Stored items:
*****

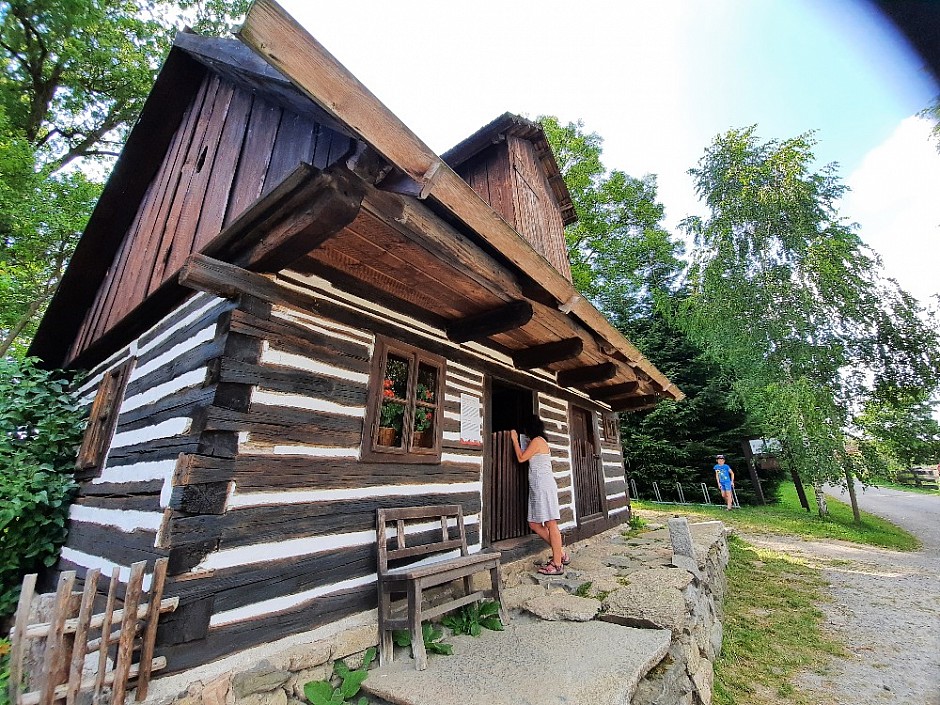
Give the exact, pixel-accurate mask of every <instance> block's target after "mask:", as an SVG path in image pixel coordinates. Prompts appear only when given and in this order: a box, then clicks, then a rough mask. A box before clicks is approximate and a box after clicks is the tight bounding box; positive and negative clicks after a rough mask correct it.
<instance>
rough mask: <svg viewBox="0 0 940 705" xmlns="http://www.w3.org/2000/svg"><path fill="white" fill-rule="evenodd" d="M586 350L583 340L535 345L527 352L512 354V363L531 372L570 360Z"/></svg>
mask: <svg viewBox="0 0 940 705" xmlns="http://www.w3.org/2000/svg"><path fill="white" fill-rule="evenodd" d="M583 350H584V341H583V340H581V338H565V339H564V340H557V341H554V342H551V343H544V344H542V345H533V346H532V347H531V348H527V349H525V350H518V351H516V352H514V353H513V354H512V362H513V364H514V365H515V366H516V367H518V368H519V369H520V370H531V369H533V368H535V367H544V366H545V365H549V364H551V363H553V362H561V361H562V360H570V359H571V358H573V357H577V356H578V355H580V354H581V352H582V351H583Z"/></svg>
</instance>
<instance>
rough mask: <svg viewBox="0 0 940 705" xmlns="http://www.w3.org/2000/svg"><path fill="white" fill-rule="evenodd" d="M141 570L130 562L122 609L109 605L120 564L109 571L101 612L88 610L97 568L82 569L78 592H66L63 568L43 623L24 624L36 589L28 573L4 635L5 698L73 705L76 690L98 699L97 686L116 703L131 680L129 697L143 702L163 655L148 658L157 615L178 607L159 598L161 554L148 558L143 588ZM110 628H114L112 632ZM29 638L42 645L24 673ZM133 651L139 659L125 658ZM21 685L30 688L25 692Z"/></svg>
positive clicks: (114, 588) (65, 585)
mask: <svg viewBox="0 0 940 705" xmlns="http://www.w3.org/2000/svg"><path fill="white" fill-rule="evenodd" d="M146 567H147V563H146V561H141V562H139V563H134V564H133V565H132V566H131V571H130V578H129V579H128V582H127V588H126V590H125V593H124V599H123V606H122V608H121V609H114V607H115V604H116V602H117V601H118V598H117V591H118V587H119V585H120V582H121V581H120V568H117V567H116V568H114V570H113V571H112V574H111V579H110V580H109V581H106V588H107V593H106V594H107V600H106V602H105V611H104V612H102V613H100V614H94V613H93V606H94V601H95V597H96V595H97V594H98V582H99V578H100V574H101V571H100V570H99V569H98V568H94V569H92V570H89V571H88V573H87V574H86V575H85V580H84V589H83V590H82V591H81V592H73V590H72V588H73V586H74V585H75V581H76V574H75V571H66V572H63V573H62V574H61V575H60V576H59V582H58V586H57V589H56V593H55V600H54V603H53V607H52V615H51V617H50V618H49V621H47V622H38V623H35V624H30V623H29V612H30V606H31V604H32V602H33V597H34V596H35V592H36V575H35V574H31V575H27V576H26V577H25V578H24V579H23V587H22V591H21V592H20V600H19V604H18V605H17V608H16V617H15V621H14V626H13V631H12V632H11V649H10V681H9V696H10V702H11V703H13V704H14V705H53V703H55V702H56V701H58V700H65V702H66V705H73V703H75V702H77V699H78V695H79V693H82V692H91V693H93V701H94V702H95V703H98V702H99V701H100V699H101V695H102V690H103V688H104V687H105V686H110V687H111V697H110V702H111V703H113V704H114V705H123V703H124V699H125V696H126V693H127V688H128V683H129V681H131V680H136V688H137V693H136V700H137V701H138V702H140V701H142V700H144V699H145V698H146V697H147V690H148V686H149V683H150V676H151V674H152V673H153V672H154V671H158V670H160V669H162V668H165V667H166V659H164V658H162V657H160V658H153V649H154V643H155V640H156V636H157V622H158V620H159V618H160V615H161V614H163V613H165V612H172V611H173V610H175V609H176V607H177V605H178V604H179V599H178V598H171V599H168V600H163V599H161V597H162V595H163V582H164V580H165V578H166V570H167V559H166V558H160V559H159V560H157V561H156V562H155V563H154V566H153V572H152V576H151V581H150V591H149V593H148V592H146V591H145V590H144V589H143V583H144V577H145V571H146ZM103 594H104V593H103ZM76 610H77V612H76ZM115 625H119V628H118V629H113V627H114V626H115ZM34 639H44V640H45V645H44V646H45V648H44V652H43V657H42V663H41V665H40V664H35V665H34V667H33V668H32V669H31V671H37V672H31V673H28V674H27V673H26V668H25V660H26V652H27V644H28V642H29V641H30V640H34ZM112 646H113V647H115V648H114V649H112ZM135 651H139V652H140V657H139V659H138V663H132V662H133V660H134V659H133V656H134V652H135ZM89 654H97V656H98V658H97V659H96V660H95V663H96V668H95V671H94V674H93V675H92V676H90V677H87V674H86V673H85V665H86V656H88V655H89ZM109 658H111V659H112V663H113V665H114V666H113V668H112V669H111V670H108V668H107V665H108V660H109ZM27 676H28V677H27ZM24 682H28V683H29V684H30V685H31V686H32V685H35V686H36V689H35V690H30V691H25V690H24Z"/></svg>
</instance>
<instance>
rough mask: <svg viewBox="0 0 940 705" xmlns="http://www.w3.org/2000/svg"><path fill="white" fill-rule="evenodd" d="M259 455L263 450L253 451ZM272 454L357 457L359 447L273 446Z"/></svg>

*****

Problem to work on>
Please reproduce the records above exactly, omitting every picture.

Expected answer>
Give the exact, pixel-accurate mask of every <instance> block's target after "mask:", as an SVG path in image pixel coordinates. Prompts appear only when given and in this order: a box, then clicks, then a rough mask. A box before clicks is approximate and a box after clicks is the tight bounding box; positive and negative clicks after a rough mask correct it.
<instance>
rough mask: <svg viewBox="0 0 940 705" xmlns="http://www.w3.org/2000/svg"><path fill="white" fill-rule="evenodd" d="M586 350L583 340L535 345L527 352L512 354V363L531 372L570 360Z"/></svg>
mask: <svg viewBox="0 0 940 705" xmlns="http://www.w3.org/2000/svg"><path fill="white" fill-rule="evenodd" d="M583 350H584V341H583V340H581V338H565V339H564V340H557V341H554V342H551V343H544V344H542V345H533V346H532V347H531V348H527V349H525V350H518V351H516V352H514V353H513V354H512V362H513V364H514V365H515V366H516V367H518V368H519V369H520V370H531V369H533V368H535V367H544V366H545V365H549V364H551V363H553V362H561V361H562V360H570V359H571V358H573V357H577V356H578V355H580V354H581V352H582V351H583Z"/></svg>
</instance>
<instance>
rough mask: <svg viewBox="0 0 940 705" xmlns="http://www.w3.org/2000/svg"><path fill="white" fill-rule="evenodd" d="M141 570L130 562L122 609L109 605L120 564L109 571L101 612L88 610L97 568L82 569L78 592H66L63 568L43 623L24 624L36 589L28 573L4 635L5 698L73 705L76 690L98 699L97 686L116 703L131 680L129 697L143 702L163 655L148 658L157 615L178 607L159 598L161 554L148 558L143 588ZM110 628H114L112 632ZM29 638L42 645L24 673ZM133 651L139 659L125 658ZM21 685L30 688L25 692Z"/></svg>
positive clicks: (114, 588) (65, 585)
mask: <svg viewBox="0 0 940 705" xmlns="http://www.w3.org/2000/svg"><path fill="white" fill-rule="evenodd" d="M146 567H147V563H146V561H141V562H139V563H134V564H133V565H132V566H131V571H130V578H129V579H128V582H127V588H126V590H125V593H124V599H123V606H122V608H121V609H114V607H115V604H116V602H117V601H118V598H117V591H118V587H119V585H120V582H121V581H120V568H117V567H116V568H114V570H113V571H112V574H111V579H110V580H109V581H106V588H107V593H106V594H107V600H106V602H105V611H104V612H102V613H100V614H94V613H93V606H94V601H95V597H96V595H97V594H98V582H99V578H100V574H101V571H100V570H99V569H98V568H94V569H92V570H89V571H88V573H87V574H86V575H85V580H84V589H83V590H82V591H81V592H73V590H72V588H73V586H74V585H75V581H76V574H75V571H66V572H63V573H62V574H61V575H60V576H59V582H58V586H57V589H56V593H55V600H54V603H53V607H52V615H51V617H50V618H49V621H47V622H38V623H35V624H30V623H29V612H30V606H31V604H32V602H33V597H34V596H35V592H36V575H35V574H31V575H27V576H26V577H25V578H24V579H23V587H22V591H21V592H20V600H19V604H18V605H17V608H16V617H15V621H14V626H13V631H12V632H11V649H10V681H9V696H10V702H11V703H13V704H14V705H53V703H55V702H56V701H58V700H65V702H66V705H73V703H75V702H77V699H78V695H79V693H82V692H91V693H93V701H94V702H95V703H98V702H99V701H100V699H101V695H102V690H103V688H104V687H105V686H110V687H111V697H110V702H111V703H113V704H114V705H123V703H124V699H125V696H126V693H127V688H128V683H129V681H131V680H136V688H137V693H136V700H137V701H138V702H140V701H142V700H144V699H145V698H146V697H147V690H148V686H149V683H150V676H151V674H152V673H153V672H154V671H158V670H160V669H162V668H165V667H166V659H164V658H162V657H160V658H153V649H154V643H155V640H156V636H157V622H158V620H159V618H160V615H161V614H163V613H165V612H172V611H173V610H175V609H176V607H177V605H178V604H179V599H178V598H171V599H168V600H163V599H161V597H162V595H163V582H164V580H165V578H166V570H167V559H166V558H160V559H159V560H157V561H156V562H155V563H154V566H153V572H152V576H151V581H150V591H149V593H148V592H146V591H145V590H144V589H143V583H144V577H145V571H146ZM103 594H104V593H103ZM76 610H77V612H76ZM115 625H119V628H118V629H113V627H114V626H115ZM34 639H44V640H45V645H44V646H45V648H44V652H43V657H42V663H41V665H40V664H35V665H34V667H33V668H32V669H31V671H37V672H31V673H28V674H27V673H26V668H25V660H26V652H27V644H28V642H29V641H30V640H34ZM112 646H113V647H115V648H114V649H112ZM135 651H139V652H140V657H139V659H138V663H132V662H133V660H134V659H133V656H134V652H135ZM89 654H97V656H98V658H97V659H96V660H95V663H96V668H95V671H94V674H93V675H92V676H90V677H87V674H86V673H85V665H86V656H88V655H89ZM109 658H111V659H112V663H113V665H114V666H113V668H112V669H111V670H108V668H107V665H108V660H109ZM27 676H28V677H27ZM24 682H28V683H29V684H30V685H31V686H32V685H35V686H36V689H35V690H30V691H25V690H24Z"/></svg>
</instance>
<instance>
rough mask: <svg viewBox="0 0 940 705" xmlns="http://www.w3.org/2000/svg"><path fill="white" fill-rule="evenodd" d="M259 455L263 450L253 451ZM272 454L357 457L359 447L273 446Z"/></svg>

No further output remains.